**Exercise instructions**
Copy out verbatim the rows from the line containing "[outline] smiling woman, per instance" through the line containing "[[[542,196],[559,394],[738,494],[768,591],[768,2],[634,6]]]", including both of those lines. Reproduce only that span.

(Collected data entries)
****

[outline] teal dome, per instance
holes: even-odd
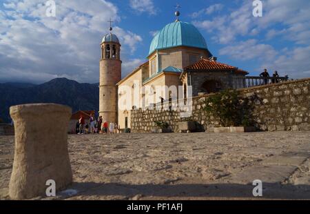
[[[205,38],[192,24],[176,21],[167,24],[154,37],[149,55],[155,50],[178,46],[187,46],[207,50]]]

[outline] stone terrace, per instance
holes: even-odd
[[[13,144],[0,136],[1,200]],[[69,150],[78,192],[56,199],[256,199],[256,179],[262,199],[310,199],[310,132],[70,135]]]

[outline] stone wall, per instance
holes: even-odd
[[[10,124],[0,124],[0,135],[14,135],[14,127]]]
[[[238,90],[244,97],[256,95],[252,113],[255,126],[261,130],[310,130],[310,79]],[[204,103],[210,96],[193,98],[190,118],[180,117],[180,109],[136,110],[131,114],[132,132],[150,133],[156,129],[155,121],[167,121],[178,131],[176,124],[188,119],[195,121],[201,130],[219,126],[219,122],[207,115]],[[165,103],[167,106],[169,105]]]

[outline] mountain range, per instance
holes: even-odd
[[[66,105],[72,113],[79,110],[99,111],[99,84],[80,84],[57,78],[43,84],[0,84],[0,119],[10,122],[10,106],[24,104],[54,103]]]

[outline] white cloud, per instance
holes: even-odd
[[[130,0],[130,7],[135,11],[148,12],[151,15],[157,12],[152,0]]]
[[[156,35],[156,34],[158,34],[158,32],[159,32],[159,30],[150,31],[149,35],[152,37],[155,37]]]
[[[192,13],[190,17],[193,19],[196,19],[203,14],[211,14],[215,12],[220,11],[224,8],[224,6],[221,3],[216,3],[209,6],[207,8],[199,10],[198,12],[195,12]]]
[[[280,55],[272,62],[263,62],[262,68],[278,70],[290,78],[304,78],[310,76],[310,46],[295,48],[284,55]]]
[[[291,78],[309,77],[310,1],[265,0],[262,17],[253,17],[251,3],[244,0],[229,14],[194,23],[211,34],[214,41],[226,46],[219,50],[220,55],[259,63],[256,71],[266,67]],[[287,41],[287,48],[277,50],[267,43],[271,39]]]
[[[0,11],[0,81],[67,77],[99,81],[101,40],[108,32],[107,20],[120,21],[117,8],[104,0],[56,3],[56,17],[48,17],[41,0],[6,1]],[[142,38],[117,26],[114,32],[122,44],[122,57],[130,58]]]
[[[263,59],[271,61],[276,59],[278,53],[270,45],[258,43],[256,39],[249,39],[226,46],[219,50],[219,54],[230,56],[239,61]]]

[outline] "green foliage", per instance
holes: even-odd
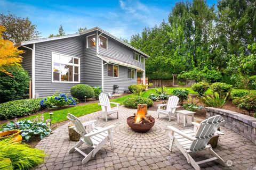
[[[199,100],[206,107],[221,108],[228,100],[229,94],[225,97],[221,97],[217,92],[214,92],[212,96],[204,96],[199,98]]]
[[[149,83],[148,84],[148,87],[153,87],[153,83]]]
[[[132,84],[128,87],[131,92],[133,93],[134,91],[140,92],[146,91],[146,86],[143,84]]]
[[[199,95],[202,96],[210,87],[208,83],[200,82],[195,83],[191,87],[192,90],[198,93]]]
[[[70,92],[72,96],[81,101],[84,100],[85,97],[88,99],[94,96],[93,89],[87,84],[75,85],[71,88]]]
[[[150,94],[148,97],[153,101],[158,101],[159,99],[158,96],[154,94]]]
[[[232,85],[227,84],[225,83],[215,82],[212,83],[210,88],[213,92],[217,92],[222,97],[227,95],[232,90]]]
[[[23,140],[29,141],[31,138],[37,136],[39,136],[43,139],[46,135],[50,135],[51,131],[51,128],[48,126],[49,124],[47,124],[50,121],[50,120],[46,120],[45,122],[44,116],[42,114],[40,118],[37,116],[31,120],[17,121],[15,120],[10,121],[1,128],[1,131],[18,129],[21,131]]]
[[[67,105],[75,105],[76,101],[73,98],[68,97],[67,94],[55,92],[53,95],[41,100],[40,104],[42,107],[60,107]]]
[[[231,98],[233,99],[237,97],[243,97],[248,95],[249,94],[250,92],[247,91],[234,91],[231,92]]]
[[[256,94],[250,94],[242,97],[235,97],[232,103],[238,108],[245,110],[251,115],[251,113],[256,112]]]
[[[153,101],[150,99],[138,96],[133,96],[126,98],[124,101],[124,105],[126,107],[137,108],[138,104],[147,104],[148,107],[153,105]]]
[[[256,75],[249,78],[248,87],[251,89],[256,89]]]
[[[180,99],[179,103],[181,106],[183,105],[183,101],[188,99],[189,94],[189,91],[185,89],[175,89],[172,91],[172,94]]]
[[[209,69],[204,67],[203,69],[195,68],[187,72],[179,75],[178,78],[190,79],[196,82],[204,81],[212,83],[221,79],[221,72],[215,69]]]
[[[25,143],[13,142],[9,138],[0,140],[0,165],[3,160],[10,159],[11,161],[10,169],[26,170],[44,162],[46,155],[43,150],[31,148]]]
[[[17,66],[5,69],[12,76],[0,72],[0,103],[23,99],[29,87],[30,78],[28,72]]]
[[[0,104],[0,119],[25,116],[41,109],[41,98],[10,101]]]
[[[93,91],[94,91],[94,97],[97,100],[99,100],[99,96],[101,92],[102,92],[102,88],[99,86],[93,87]]]

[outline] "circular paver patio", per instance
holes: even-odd
[[[108,122],[103,117],[97,118],[100,112],[80,117],[82,122],[97,119],[97,125],[106,126],[113,124],[115,148],[111,149],[109,143],[103,146],[95,157],[87,163],[82,165],[84,157],[68,150],[76,142],[70,141],[68,133],[68,123],[55,130],[50,136],[41,140],[37,147],[43,149],[49,155],[45,163],[36,167],[37,169],[193,169],[185,157],[175,144],[172,152],[169,149],[170,132],[167,125],[179,129],[191,129],[191,119],[189,125],[183,127],[181,122],[168,121],[167,117],[157,112],[149,110],[156,119],[154,126],[144,133],[133,131],[126,124],[126,118],[133,115],[135,109],[120,107],[119,118],[115,114],[110,116]],[[72,113],[70,113],[72,114]],[[63,115],[63,116],[66,116]],[[196,118],[196,120],[198,120]],[[223,167],[215,162],[202,164],[202,169],[253,169],[256,170],[256,146],[236,132],[221,127],[225,133],[219,138],[218,146],[214,150],[225,162],[230,160],[233,165]],[[88,152],[90,148],[82,145],[80,148]],[[195,154],[195,157],[207,157],[206,152]]]

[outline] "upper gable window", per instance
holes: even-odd
[[[102,36],[99,37],[99,46],[106,48],[108,47],[108,39]]]
[[[87,48],[95,47],[96,45],[95,35],[87,36]]]

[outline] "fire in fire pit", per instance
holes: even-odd
[[[147,114],[147,105],[138,105],[137,113],[127,118],[127,124],[135,132],[148,131],[155,124],[155,118]]]

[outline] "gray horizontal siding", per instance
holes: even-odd
[[[135,72],[134,79],[127,78],[127,67],[119,65],[119,77],[113,78],[107,76],[107,64],[104,65],[104,92],[112,93],[114,84],[119,86],[119,93],[122,94],[124,91],[128,90],[128,86],[137,83],[137,72]],[[136,70],[135,70],[136,71]]]
[[[27,46],[31,48],[33,48],[33,45],[27,45]],[[21,65],[28,72],[28,75],[31,78],[32,78],[32,50],[23,47],[19,48],[19,49],[24,51],[24,53],[21,54],[23,57]]]
[[[39,97],[52,95],[55,92],[69,93],[74,83],[52,82],[52,52],[80,58],[81,82],[84,81],[83,47],[84,37],[72,37],[36,44],[35,92]]]
[[[133,50],[124,45],[103,35],[108,38],[108,49],[99,47],[100,55],[115,59],[123,62],[132,64],[137,67],[145,69],[143,63],[133,60]]]

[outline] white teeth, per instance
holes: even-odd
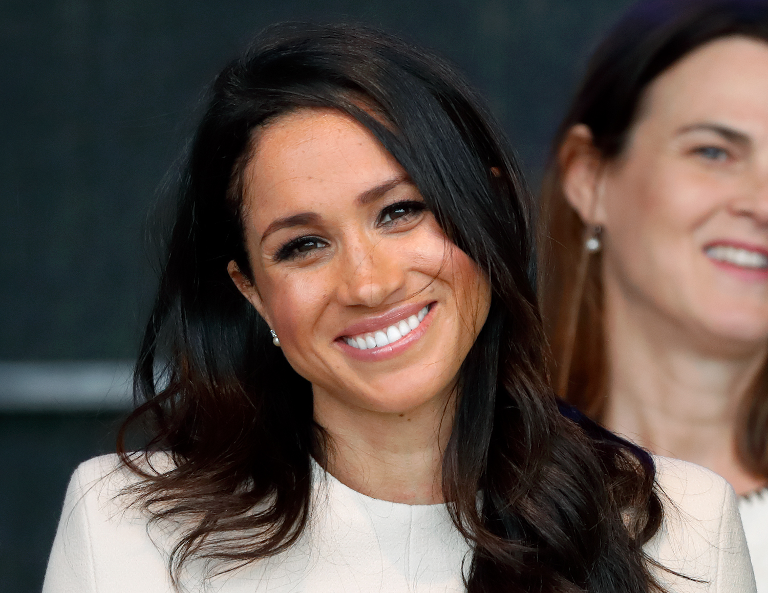
[[[377,331],[373,334],[373,339],[376,341],[376,348],[381,348],[382,346],[386,346],[389,341],[387,339],[386,334],[383,331]]]
[[[719,245],[707,249],[707,256],[720,262],[740,265],[742,268],[768,268],[768,257],[762,253],[740,247]]]
[[[415,315],[411,315],[406,319],[401,319],[397,323],[390,325],[386,329],[360,334],[356,336],[345,336],[344,341],[358,350],[380,348],[382,346],[386,346],[397,341],[406,334],[415,330],[419,327],[419,324],[422,322],[429,312],[429,305],[427,305]]]
[[[390,325],[386,328],[386,339],[389,341],[389,344],[396,342],[401,338],[402,338],[402,334],[394,325]]]

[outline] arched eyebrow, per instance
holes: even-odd
[[[375,202],[386,195],[387,192],[392,191],[398,186],[404,183],[411,183],[411,180],[407,175],[400,175],[397,177],[393,177],[388,181],[385,181],[383,183],[380,183],[369,189],[366,189],[366,191],[355,198],[355,202],[359,206],[369,204],[371,202]],[[321,218],[320,215],[315,212],[303,212],[298,214],[292,214],[290,216],[279,218],[276,220],[272,221],[270,226],[266,227],[264,233],[261,236],[260,242],[263,242],[267,236],[281,229],[316,224]]]
[[[392,191],[398,186],[404,183],[411,183],[411,179],[407,175],[400,175],[397,177],[393,177],[376,187],[366,189],[355,199],[355,202],[358,206],[365,206],[366,204],[369,204],[371,202],[376,202],[387,192]]]
[[[692,124],[690,126],[684,126],[677,130],[677,135],[687,133],[688,132],[713,132],[718,136],[721,136],[724,140],[737,144],[747,146],[752,143],[752,139],[749,134],[739,130],[724,126],[722,124],[714,124],[712,122],[701,122],[700,124]]]

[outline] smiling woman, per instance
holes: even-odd
[[[212,95],[136,371],[152,438],[78,468],[46,593],[753,589],[723,480],[548,387],[533,209],[449,64],[280,25]]]
[[[542,196],[559,394],[738,494],[768,591],[768,2],[634,6]]]

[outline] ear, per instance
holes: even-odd
[[[585,225],[604,222],[602,155],[592,142],[592,132],[584,124],[571,127],[558,153],[565,199]]]
[[[235,263],[233,259],[227,265],[227,272],[229,272],[230,278],[232,278],[232,282],[235,283],[235,286],[237,287],[237,290],[240,292],[248,301],[253,305],[253,308],[258,311],[259,315],[261,315],[264,321],[271,328],[272,321],[270,321],[269,317],[266,315],[266,308],[264,307],[264,301],[261,300],[261,295],[259,294],[258,289],[253,285],[248,277],[243,274],[240,267]]]

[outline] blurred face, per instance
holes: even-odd
[[[316,400],[403,413],[447,400],[489,289],[356,120],[306,109],[257,132],[244,171],[253,282],[230,274]]]
[[[597,189],[604,272],[700,335],[768,336],[768,44],[710,42],[650,86]]]

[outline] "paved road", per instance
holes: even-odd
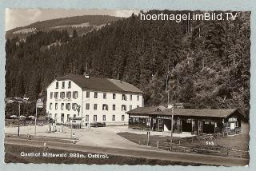
[[[6,144],[20,145],[42,147],[43,141],[24,140],[18,138],[5,138]],[[249,159],[226,157],[218,156],[210,156],[194,153],[170,153],[167,151],[159,151],[147,147],[141,148],[113,148],[113,147],[102,147],[95,145],[82,145],[77,144],[59,143],[59,142],[47,142],[47,146],[52,149],[67,149],[74,151],[107,153],[119,156],[130,156],[137,157],[144,157],[149,159],[160,159],[173,161],[182,161],[189,163],[199,163],[205,165],[216,165],[226,166],[242,166],[248,165]]]

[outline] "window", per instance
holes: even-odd
[[[70,99],[70,98],[71,98],[71,92],[70,92],[70,91],[66,92],[66,97],[67,97],[68,99]]]
[[[71,88],[71,81],[69,81],[69,87],[68,87],[69,89],[70,89]]]
[[[77,109],[77,104],[76,103],[72,103],[72,109],[75,111]]]
[[[54,98],[58,98],[58,92],[54,92]]]
[[[70,109],[70,103],[66,103],[66,109],[67,110]]]
[[[86,98],[90,98],[90,91],[86,91]]]
[[[62,99],[65,98],[65,92],[64,91],[61,92],[60,97]]]
[[[122,105],[122,111],[126,111],[126,105]]]
[[[94,115],[94,122],[97,121],[97,115]]]
[[[86,109],[90,109],[90,103],[86,103]]]
[[[94,109],[97,109],[97,104],[94,105]]]
[[[130,110],[133,109],[133,105],[130,105]]]
[[[123,100],[123,101],[126,101],[127,100],[127,97],[126,97],[126,94],[122,94],[122,100]]]
[[[78,92],[73,91],[73,98],[76,99],[78,97]]]
[[[106,104],[103,104],[103,105],[102,105],[102,110],[109,110],[108,105],[106,105]]]
[[[226,122],[225,123],[225,127],[226,128],[230,128],[230,122]]]
[[[64,121],[64,113],[62,113],[61,115],[61,121]]]

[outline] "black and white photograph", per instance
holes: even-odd
[[[5,163],[248,167],[250,14],[6,8]]]

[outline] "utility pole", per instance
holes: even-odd
[[[37,134],[37,117],[38,117],[38,103],[36,103],[35,105],[34,135]]]
[[[173,145],[173,132],[174,132],[174,106],[171,108],[171,128],[170,128],[170,149],[172,150]]]
[[[74,117],[70,118],[70,121],[71,121],[71,137],[70,137],[70,139],[71,140],[73,139],[73,118]]]
[[[18,102],[18,136],[19,136],[19,127],[21,122],[21,104]]]

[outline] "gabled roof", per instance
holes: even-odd
[[[71,80],[80,86],[82,89],[92,89],[106,92],[118,93],[137,93],[143,92],[126,82],[109,78],[90,77],[85,78],[83,75],[69,74],[56,78],[57,81]]]
[[[127,112],[128,114],[146,114],[146,115],[171,115],[171,109],[166,109],[162,111],[157,111],[158,107],[139,107]],[[238,109],[174,109],[174,116],[194,116],[194,117],[223,117],[233,114],[238,111],[243,117]]]

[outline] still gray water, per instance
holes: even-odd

****

**Result of the task**
[outline] smiling woman, per instance
holes: even-odd
[[[212,95],[136,371],[152,438],[78,468],[46,593],[753,589],[723,480],[548,387],[533,209],[449,64],[280,25]]]
[[[542,196],[559,394],[738,494],[768,591],[768,2],[634,6]]]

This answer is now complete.